- _Task requirements_: Can you reproduce, word for word, the part of the quote-challenge blog post that begins at the words "I was nominated" and stops after "her subjects: FeministAspie."?

- _Page extract_:

====

I was nominated for this challenge by a blogger who I love to read because she has a definite knack for getting to the heart of issues and writes with a heartfelt passion about her subjects: FeministAspie.
The rules of the challenge are as follows:
- Thank the blogger who nominated you.
- Publish a quote on 3 consecutive days on your blog. The quote can be one of your own, from a book, movie, or from anyone who inspires you.
- Nominate 3 more bloggers each day to carry on this endeavor.
So, without further ado, here is my first quote.
“Sometimes you wake up. Sometimes the fall kills you. And sometimes, when you fall, you fly.”
― Neil Gaiman, The Sandman, Vol. 6: Fables and Reflections
It’s something I read last month (I’ve recently read the whole Sandman series of graphic novels) and it struck a chord with me. You see, recently I left my job, accepting the offer they had made me (I can’t discuss details: that’s part of the contract). After eight and a half years it felt rather like stepping off a cliff: here I am, not knowing where I’ll end up, walking away from what had been a comfortable existence.
But the thing is, I wasn’t happy with where I was and it took such as drastic step for me to realize it. I’d stepped off the cliff and suddenly there I was, falling. It’s funny, but I made this image a couple of years ago (just before I transitioned):
I’d been visiting friends in West Bay (where much of Broadchurch was filmed: this is the iconic cliff seen from the opposite angle), and I was in a really bad place, mentally. But I guess the caption I added was appropriate to my optimistic nature, “Sometimes when you jump off the cliff you find you can fly.”
So that’s why I felt the connection to Neil Gaiman’s words in Sandman. I don’t know if I ever woke up but I can tell you that I have learned to fly.
I’m here, now, as the person I always felt myself to be inside. So many things have happened recently. I lost my mother 6 years ago today. I found out from my brother today that my father is in a care home with terminal cancer. And yet I am in a good place mentally. I feel good about myself, and isn’t that the finest tribute I could make for my parents? That they raised someone who has found the strength to be true to herself.
I’m going to visit my father next week (thanks to those of you who commented a few weeks ago when I wrote about him being taken into hospital and my subsequent feelings). My daughter is accompanying me, which is a help: he doesn’t know yet about my transition and it will be a comfort to me to have someone with me.All these negatives might have brought me down, but the truth is that after so many years of hiding and denying my true self nothing can overcome my new-found confidence and feeling of self-worth. These days I face the world as the person I see inside, and the way that people accept me as myself makes me feel so happy. I truly have learned to fly.

====

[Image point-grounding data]
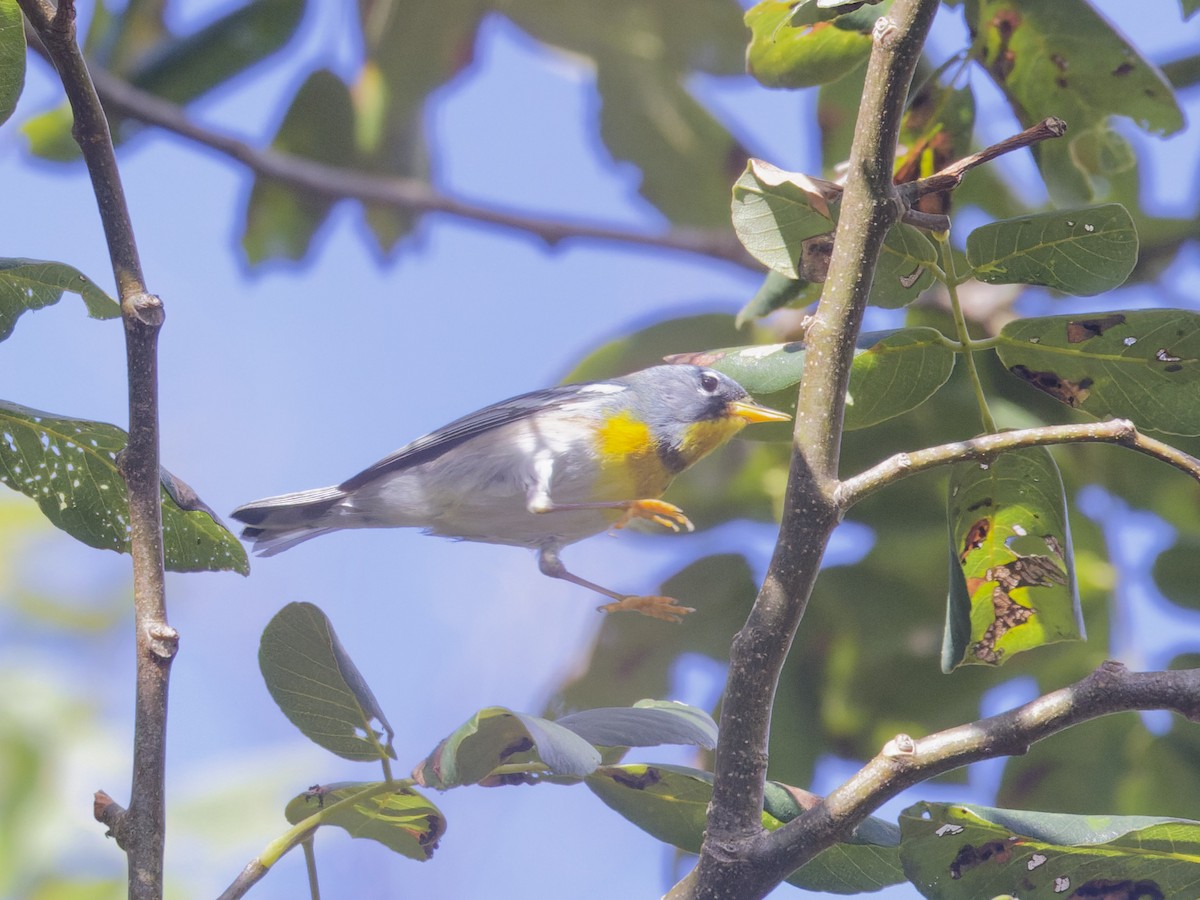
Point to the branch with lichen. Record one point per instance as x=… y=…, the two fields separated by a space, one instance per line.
x=139 y=828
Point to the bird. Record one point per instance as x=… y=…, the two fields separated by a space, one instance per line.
x=541 y=469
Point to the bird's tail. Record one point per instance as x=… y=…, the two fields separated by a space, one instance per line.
x=279 y=523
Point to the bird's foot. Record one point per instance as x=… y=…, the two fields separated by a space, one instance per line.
x=660 y=511
x=657 y=607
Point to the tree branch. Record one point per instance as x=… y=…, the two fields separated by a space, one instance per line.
x=141 y=828
x=735 y=839
x=905 y=761
x=403 y=193
x=1114 y=431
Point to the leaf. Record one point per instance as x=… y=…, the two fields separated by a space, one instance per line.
x=1138 y=364
x=183 y=69
x=496 y=737
x=671 y=803
x=282 y=219
x=789 y=53
x=966 y=851
x=684 y=154
x=69 y=466
x=775 y=213
x=412 y=48
x=904 y=268
x=892 y=372
x=33 y=283
x=777 y=292
x=648 y=723
x=319 y=689
x=1012 y=564
x=1061 y=58
x=12 y=58
x=177 y=69
x=402 y=820
x=1079 y=251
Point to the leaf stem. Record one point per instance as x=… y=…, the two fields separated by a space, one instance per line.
x=960 y=324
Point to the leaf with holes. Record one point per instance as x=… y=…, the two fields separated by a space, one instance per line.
x=965 y=851
x=1137 y=364
x=33 y=283
x=1012 y=567
x=496 y=737
x=319 y=689
x=69 y=466
x=402 y=820
x=1062 y=58
x=1078 y=251
x=671 y=803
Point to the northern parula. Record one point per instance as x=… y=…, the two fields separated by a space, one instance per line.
x=539 y=471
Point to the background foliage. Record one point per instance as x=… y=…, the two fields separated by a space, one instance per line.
x=370 y=358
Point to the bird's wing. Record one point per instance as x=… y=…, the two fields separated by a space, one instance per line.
x=457 y=432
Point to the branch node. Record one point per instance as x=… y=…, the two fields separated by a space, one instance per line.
x=109 y=814
x=163 y=640
x=147 y=309
x=901 y=745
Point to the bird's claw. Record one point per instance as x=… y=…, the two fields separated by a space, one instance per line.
x=657 y=607
x=660 y=511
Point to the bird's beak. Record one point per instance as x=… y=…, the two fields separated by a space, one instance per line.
x=754 y=413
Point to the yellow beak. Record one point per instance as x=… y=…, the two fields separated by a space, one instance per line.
x=754 y=413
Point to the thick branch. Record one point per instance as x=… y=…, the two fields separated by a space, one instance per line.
x=906 y=761
x=729 y=863
x=1115 y=431
x=139 y=829
x=403 y=193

====

- _Task answer_:
I was nominated for this challenge by a blogger who I love to read because she has a definite knack for getting to the heart of issues and writes with a heartfelt passion about her subjects: FeministAspie.